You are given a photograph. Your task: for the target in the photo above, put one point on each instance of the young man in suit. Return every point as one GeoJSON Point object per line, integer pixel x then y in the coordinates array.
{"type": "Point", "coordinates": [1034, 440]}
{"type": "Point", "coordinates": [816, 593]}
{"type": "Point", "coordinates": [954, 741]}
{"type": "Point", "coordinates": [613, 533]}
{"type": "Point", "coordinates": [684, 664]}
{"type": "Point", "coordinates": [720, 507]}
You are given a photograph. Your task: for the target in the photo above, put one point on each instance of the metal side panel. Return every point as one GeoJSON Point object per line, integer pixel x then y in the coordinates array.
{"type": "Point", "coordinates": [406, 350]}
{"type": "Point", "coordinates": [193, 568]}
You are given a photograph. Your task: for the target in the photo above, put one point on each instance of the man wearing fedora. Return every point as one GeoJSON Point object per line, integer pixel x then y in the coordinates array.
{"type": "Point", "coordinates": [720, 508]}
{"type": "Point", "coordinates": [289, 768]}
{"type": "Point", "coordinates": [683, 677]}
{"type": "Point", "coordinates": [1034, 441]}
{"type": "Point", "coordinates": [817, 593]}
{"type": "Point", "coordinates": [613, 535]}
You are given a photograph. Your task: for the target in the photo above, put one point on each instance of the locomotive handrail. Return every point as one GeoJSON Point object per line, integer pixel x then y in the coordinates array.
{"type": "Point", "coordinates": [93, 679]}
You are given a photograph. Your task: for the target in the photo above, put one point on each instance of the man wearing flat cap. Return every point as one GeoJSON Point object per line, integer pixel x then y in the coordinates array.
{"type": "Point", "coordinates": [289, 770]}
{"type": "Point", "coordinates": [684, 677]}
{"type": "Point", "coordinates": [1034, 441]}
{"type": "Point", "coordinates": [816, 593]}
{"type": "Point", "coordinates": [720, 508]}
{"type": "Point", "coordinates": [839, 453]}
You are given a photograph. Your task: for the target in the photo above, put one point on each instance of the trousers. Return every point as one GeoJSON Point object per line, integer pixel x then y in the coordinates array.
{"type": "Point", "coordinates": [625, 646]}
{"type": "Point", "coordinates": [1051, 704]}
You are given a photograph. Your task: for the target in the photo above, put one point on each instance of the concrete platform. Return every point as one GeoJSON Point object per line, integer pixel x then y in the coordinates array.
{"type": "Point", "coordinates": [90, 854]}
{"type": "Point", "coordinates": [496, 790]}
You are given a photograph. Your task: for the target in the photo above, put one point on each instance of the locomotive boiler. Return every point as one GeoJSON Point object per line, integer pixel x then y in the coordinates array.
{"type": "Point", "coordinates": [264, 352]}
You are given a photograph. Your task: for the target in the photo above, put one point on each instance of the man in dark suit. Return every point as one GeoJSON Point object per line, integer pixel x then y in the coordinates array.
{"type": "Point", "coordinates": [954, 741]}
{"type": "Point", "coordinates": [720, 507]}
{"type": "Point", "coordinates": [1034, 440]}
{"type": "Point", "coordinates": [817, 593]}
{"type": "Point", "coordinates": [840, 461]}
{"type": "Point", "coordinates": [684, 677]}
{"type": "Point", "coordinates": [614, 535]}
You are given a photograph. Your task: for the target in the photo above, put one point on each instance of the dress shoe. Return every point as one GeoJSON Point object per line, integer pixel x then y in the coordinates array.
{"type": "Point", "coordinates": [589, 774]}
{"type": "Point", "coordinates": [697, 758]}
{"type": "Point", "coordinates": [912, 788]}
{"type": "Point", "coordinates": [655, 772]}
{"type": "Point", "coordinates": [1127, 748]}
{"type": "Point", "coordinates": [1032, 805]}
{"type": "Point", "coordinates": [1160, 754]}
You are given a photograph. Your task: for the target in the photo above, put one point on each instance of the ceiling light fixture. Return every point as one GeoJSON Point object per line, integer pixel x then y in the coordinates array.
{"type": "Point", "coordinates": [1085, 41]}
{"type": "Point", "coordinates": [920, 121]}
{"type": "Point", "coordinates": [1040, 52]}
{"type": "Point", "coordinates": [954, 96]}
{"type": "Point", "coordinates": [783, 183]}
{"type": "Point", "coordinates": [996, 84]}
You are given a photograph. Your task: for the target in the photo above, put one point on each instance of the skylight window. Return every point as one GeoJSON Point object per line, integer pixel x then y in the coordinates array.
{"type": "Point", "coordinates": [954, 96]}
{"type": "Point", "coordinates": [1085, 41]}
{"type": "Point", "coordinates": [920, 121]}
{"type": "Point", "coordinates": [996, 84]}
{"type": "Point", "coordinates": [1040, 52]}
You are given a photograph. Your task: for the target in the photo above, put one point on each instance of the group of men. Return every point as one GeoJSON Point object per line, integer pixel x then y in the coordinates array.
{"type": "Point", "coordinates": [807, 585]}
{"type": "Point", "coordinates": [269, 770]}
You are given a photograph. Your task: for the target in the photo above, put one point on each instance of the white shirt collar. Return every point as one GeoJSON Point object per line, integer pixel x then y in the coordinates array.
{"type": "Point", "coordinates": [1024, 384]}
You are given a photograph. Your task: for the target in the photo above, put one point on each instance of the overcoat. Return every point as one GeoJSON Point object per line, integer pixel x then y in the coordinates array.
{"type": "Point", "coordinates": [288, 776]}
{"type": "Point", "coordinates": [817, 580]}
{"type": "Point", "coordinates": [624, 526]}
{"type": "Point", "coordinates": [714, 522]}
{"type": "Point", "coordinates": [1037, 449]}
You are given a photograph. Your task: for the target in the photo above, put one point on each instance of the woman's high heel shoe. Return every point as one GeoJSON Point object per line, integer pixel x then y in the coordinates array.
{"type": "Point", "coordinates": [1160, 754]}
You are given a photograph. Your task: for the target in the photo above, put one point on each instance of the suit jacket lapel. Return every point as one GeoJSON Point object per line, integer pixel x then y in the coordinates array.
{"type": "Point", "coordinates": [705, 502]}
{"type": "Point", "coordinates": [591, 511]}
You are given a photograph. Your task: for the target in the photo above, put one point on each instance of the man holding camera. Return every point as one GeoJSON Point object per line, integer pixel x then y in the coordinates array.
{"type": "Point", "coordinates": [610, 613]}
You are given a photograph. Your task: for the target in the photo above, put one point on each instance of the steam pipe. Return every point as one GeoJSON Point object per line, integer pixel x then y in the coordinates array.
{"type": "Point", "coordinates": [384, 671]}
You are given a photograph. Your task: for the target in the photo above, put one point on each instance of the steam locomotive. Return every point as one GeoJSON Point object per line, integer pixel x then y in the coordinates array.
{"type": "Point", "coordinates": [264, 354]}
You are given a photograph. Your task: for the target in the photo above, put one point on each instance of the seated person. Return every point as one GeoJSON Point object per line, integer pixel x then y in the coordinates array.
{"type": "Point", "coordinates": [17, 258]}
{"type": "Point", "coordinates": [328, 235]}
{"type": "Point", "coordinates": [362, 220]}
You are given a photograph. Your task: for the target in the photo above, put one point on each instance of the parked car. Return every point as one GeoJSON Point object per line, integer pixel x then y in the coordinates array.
************
= Instruction =
Return all of the data precisely as it appears.

= Solution to the problem =
You are given a photograph. Your task: for the target in the photo above, put one point on each instance of the young man in suit. Return every point as one GeoJSON Point object per line, integer pixel x then y in the coordinates array.
{"type": "Point", "coordinates": [1034, 440]}
{"type": "Point", "coordinates": [816, 593]}
{"type": "Point", "coordinates": [954, 741]}
{"type": "Point", "coordinates": [613, 533]}
{"type": "Point", "coordinates": [684, 664]}
{"type": "Point", "coordinates": [720, 507]}
You are given a photograph. Your task: for the target in the photo above, put one point on each instance of the metal side panel. Return every point as one GeoJSON Point object per line, integer pixel x then y in the coordinates array.
{"type": "Point", "coordinates": [406, 350]}
{"type": "Point", "coordinates": [193, 568]}
You are given a photograph. Your task: for the target in the photo above, put one point on each instance of the man wearing fedora. Return every point as one GeoJSON Point object per line, integer pixel x then y in the coordinates array.
{"type": "Point", "coordinates": [720, 508]}
{"type": "Point", "coordinates": [289, 768]}
{"type": "Point", "coordinates": [683, 677]}
{"type": "Point", "coordinates": [1034, 441]}
{"type": "Point", "coordinates": [817, 593]}
{"type": "Point", "coordinates": [613, 535]}
You are given a photograph. Your task: for the target in the photo above, put one point on each instance of the locomotive handrail. Return every point as one GeoJSON Point object per line, integer pixel x then y in the coordinates array.
{"type": "Point", "coordinates": [93, 679]}
You are given a photograph. Your task: for the target in the photo above, put one point on each instance of the man wearing flat cap. Return every point as one GeoJSON Point object per line, integer pixel x then y in the coordinates array.
{"type": "Point", "coordinates": [289, 770]}
{"type": "Point", "coordinates": [684, 677]}
{"type": "Point", "coordinates": [1034, 441]}
{"type": "Point", "coordinates": [816, 593]}
{"type": "Point", "coordinates": [720, 508]}
{"type": "Point", "coordinates": [839, 453]}
You are given a photograph. Your task: for the target in the photo above, put one point on each instance of the trousers. Return every point as one GeoJSON Point object per line, integer pixel x then y in the coordinates array.
{"type": "Point", "coordinates": [625, 646]}
{"type": "Point", "coordinates": [1051, 704]}
You are given a photograph. Your task: for the target in the photo above, put one point on each instance of the concrete platform. Return every point as one GeoJSON Point object per line, integer pixel x then y in the coordinates array.
{"type": "Point", "coordinates": [90, 854]}
{"type": "Point", "coordinates": [496, 790]}
You are given a photograph. Your task: for the target in the photo above, put one point on each instance of the locomotive boiler. Return every point as one GeoJSON Point object per line, integer pixel x then y in the coordinates array.
{"type": "Point", "coordinates": [264, 352]}
You are given a photograph. Your task: for the target in the photo above, put one point on each instance of the man in dark suit. Return every point as one GeoJSON Point object per line, integer pixel x then y in the coordinates array.
{"type": "Point", "coordinates": [954, 741]}
{"type": "Point", "coordinates": [720, 507]}
{"type": "Point", "coordinates": [1034, 440]}
{"type": "Point", "coordinates": [817, 593]}
{"type": "Point", "coordinates": [840, 461]}
{"type": "Point", "coordinates": [684, 677]}
{"type": "Point", "coordinates": [614, 535]}
You are given a photograph. Your task: for the target in the photo above, put one point on each instance of the dress shoe. Return every point as one GeoJSON Point object per line, integer pixel x then y in the coordinates array.
{"type": "Point", "coordinates": [589, 774]}
{"type": "Point", "coordinates": [697, 758]}
{"type": "Point", "coordinates": [912, 788]}
{"type": "Point", "coordinates": [655, 772]}
{"type": "Point", "coordinates": [1127, 748]}
{"type": "Point", "coordinates": [1032, 805]}
{"type": "Point", "coordinates": [1160, 754]}
You are given a photograph. Your task: for the target in the photo above, put one point on each instance of the ceiling light fixture. Return every point as one GeoJSON Point object per line, integer pixel x then y in the coordinates array.
{"type": "Point", "coordinates": [1085, 41]}
{"type": "Point", "coordinates": [920, 121]}
{"type": "Point", "coordinates": [1040, 52]}
{"type": "Point", "coordinates": [954, 96]}
{"type": "Point", "coordinates": [783, 183]}
{"type": "Point", "coordinates": [996, 84]}
You are given a photograph. Your task: for the target in the photo above, put one point on each instance of the skylight window. Return every point as one GeoJSON Point object per line, integer pixel x then y in the coordinates array.
{"type": "Point", "coordinates": [954, 96]}
{"type": "Point", "coordinates": [1085, 41]}
{"type": "Point", "coordinates": [920, 121]}
{"type": "Point", "coordinates": [996, 84]}
{"type": "Point", "coordinates": [1040, 52]}
You are given a photograph. Your task: for the target in the photo above, put one point on each instance of the group of men. Return every point as one GeoJSON Point object per line, integer pixel x then y in the coordinates array.
{"type": "Point", "coordinates": [807, 585]}
{"type": "Point", "coordinates": [269, 770]}
You are given a photograph. Your task: for the target in the photo above, put one point on each instance of the white shirt collar. Return every point as one GeoJSON Point object per line, integer pixel x then y in the coordinates array.
{"type": "Point", "coordinates": [1024, 384]}
You are given a photograph. Your task: for the target in the photo above, put one point on each instance of the overcoat. Return every point as one GeoJSON Point object per line, integer pixel x then y in the coordinates array.
{"type": "Point", "coordinates": [288, 776]}
{"type": "Point", "coordinates": [817, 580]}
{"type": "Point", "coordinates": [624, 526]}
{"type": "Point", "coordinates": [714, 522]}
{"type": "Point", "coordinates": [1037, 449]}
You are given a photograph. Your task: for the target in the photo above, put one point on each instance of the woman's high heel shoe. Return every point as one GeoJSON Point object per line, integer pixel x then y in the coordinates array.
{"type": "Point", "coordinates": [1160, 754]}
You are given a photograph. Your task: for the target in the photo above, put one point on each instance of the suit jacket lapel. Return every point as one GeoJSON Point object per line, integer pixel x then y in the coordinates array.
{"type": "Point", "coordinates": [705, 502]}
{"type": "Point", "coordinates": [591, 511]}
You are given a photograph. Your task: for the target in the photo above, put one point on each instance of the man holding camera. Return every point as one GeoJSON Point object per line, integer pixel x then y in the coordinates array.
{"type": "Point", "coordinates": [610, 613]}
You are given a photograph. Your task: for the target in the photo above, put one point on each instance of the steam pipe. Return every point as one GeoJSON Point object per line, integer pixel x then y in the coordinates array.
{"type": "Point", "coordinates": [384, 671]}
You are given a photograph. Your task: for the target in the photo above, put one point on each instance of the steam locomotive. Return every point as one GeoJSON Point object per line, integer pixel x then y in the coordinates array.
{"type": "Point", "coordinates": [264, 354]}
You are given a photograph. Your task: for the target in the photo above, put one point on each instance of the seated person. Return every point as one GeoJSON Point object per line, integer pixel x then y in the coordinates array.
{"type": "Point", "coordinates": [17, 258]}
{"type": "Point", "coordinates": [328, 235]}
{"type": "Point", "coordinates": [362, 220]}
You are given a photograph. Your task: for the target in the photo above, put one point on each instance of the parked car. Return every point as one GeoJSON Point object per line, integer pixel x then y in the coordinates array.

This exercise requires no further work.